→ **TASK INSTRUCTIONS**:
Extend the report on the Kherson flooding and the dam explosion, beginning after its final sentence.

→ **SUPPLIED PASSAGE**:
----------
Elena told us as she looked out onto the flooded backyard which was slowly rising to her porch step: “When you’ve lived in Kherson for the past six months, and you’ve lived through the bombing and been scared all the time because of that, the flooding is not so bad.
“So… we just try to keep safe.”
What a life – when you’re weighing up your daily safety and chances of survival between bombings and flooding.
‘Environmental bomb of mass destruction’
The Ukrainians lost no time hitting the social media platforms and blaming the Russians for the dam’s destruction.
There was a chorus of condemnations from the Ukrainian president and his fellow politicians, including the country’s foreign minister who called for an urgent meeting of the UN security council to discuss the dam explosion.
President Volodymyr Zelenskyy described it as “ecocide” and said it was “an environmental bomb of mass destruction”.
He once again pressed for NATO inclusion to ensure the country’s safety in the future and insisted it would not deter from their aim to reclaim all the territory that Russia has seized through the war.
“We will still liberate all our land” he said in his nightly address.
----------
→ **SUPPLIED DATA**:
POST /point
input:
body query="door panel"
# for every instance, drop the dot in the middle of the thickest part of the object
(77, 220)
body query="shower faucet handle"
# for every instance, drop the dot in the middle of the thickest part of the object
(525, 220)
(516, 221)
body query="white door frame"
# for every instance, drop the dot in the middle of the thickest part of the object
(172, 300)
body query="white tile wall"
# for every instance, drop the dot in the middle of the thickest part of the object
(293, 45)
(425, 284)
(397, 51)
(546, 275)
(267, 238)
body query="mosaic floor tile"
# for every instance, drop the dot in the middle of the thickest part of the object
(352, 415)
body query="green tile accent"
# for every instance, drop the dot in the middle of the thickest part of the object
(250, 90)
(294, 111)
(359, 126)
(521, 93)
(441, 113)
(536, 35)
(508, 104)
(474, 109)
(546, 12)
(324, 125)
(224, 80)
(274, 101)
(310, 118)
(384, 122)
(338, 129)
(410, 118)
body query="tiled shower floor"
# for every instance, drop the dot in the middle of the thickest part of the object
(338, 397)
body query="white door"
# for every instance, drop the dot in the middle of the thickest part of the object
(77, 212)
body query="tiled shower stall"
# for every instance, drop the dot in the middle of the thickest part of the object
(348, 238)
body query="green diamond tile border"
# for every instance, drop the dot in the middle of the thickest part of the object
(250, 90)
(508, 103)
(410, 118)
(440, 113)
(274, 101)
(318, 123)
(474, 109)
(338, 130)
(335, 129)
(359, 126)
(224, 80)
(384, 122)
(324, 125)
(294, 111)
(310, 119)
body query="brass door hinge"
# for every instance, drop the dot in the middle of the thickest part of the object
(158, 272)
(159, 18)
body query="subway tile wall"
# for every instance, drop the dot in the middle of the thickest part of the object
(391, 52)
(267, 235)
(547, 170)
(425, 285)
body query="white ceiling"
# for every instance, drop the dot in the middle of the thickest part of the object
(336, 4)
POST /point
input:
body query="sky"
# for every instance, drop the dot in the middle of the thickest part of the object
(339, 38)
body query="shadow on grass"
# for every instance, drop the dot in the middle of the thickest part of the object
----------
→ **ANSWER TO THIS TASK**:
Russia insists it is not responsible
Dozens of towns and villages in the Russian-controlled area of Kherson region on the other side of the Dnipro River are also underwater and Russian officials have spent the aftermath of the dam explosion insisting they are not responsible.
Russia‘s Investigative Committee said it had launched a criminal investigation into the dam explosion which has been in the Russian-controlled area of Kherson region since the first few weeks of the war.
Flooding is expected to continue to rise through the night and peak in the morning – then remain at those levels for four to five days before receding.
Hoards of volunteers have begun arriving in Kherson city by evening to help with what they expect will be a growing need to evacuate from homes as well as an increased requirement for medicines with dirty water swirling around the city streets and stagnating in basements and across fields.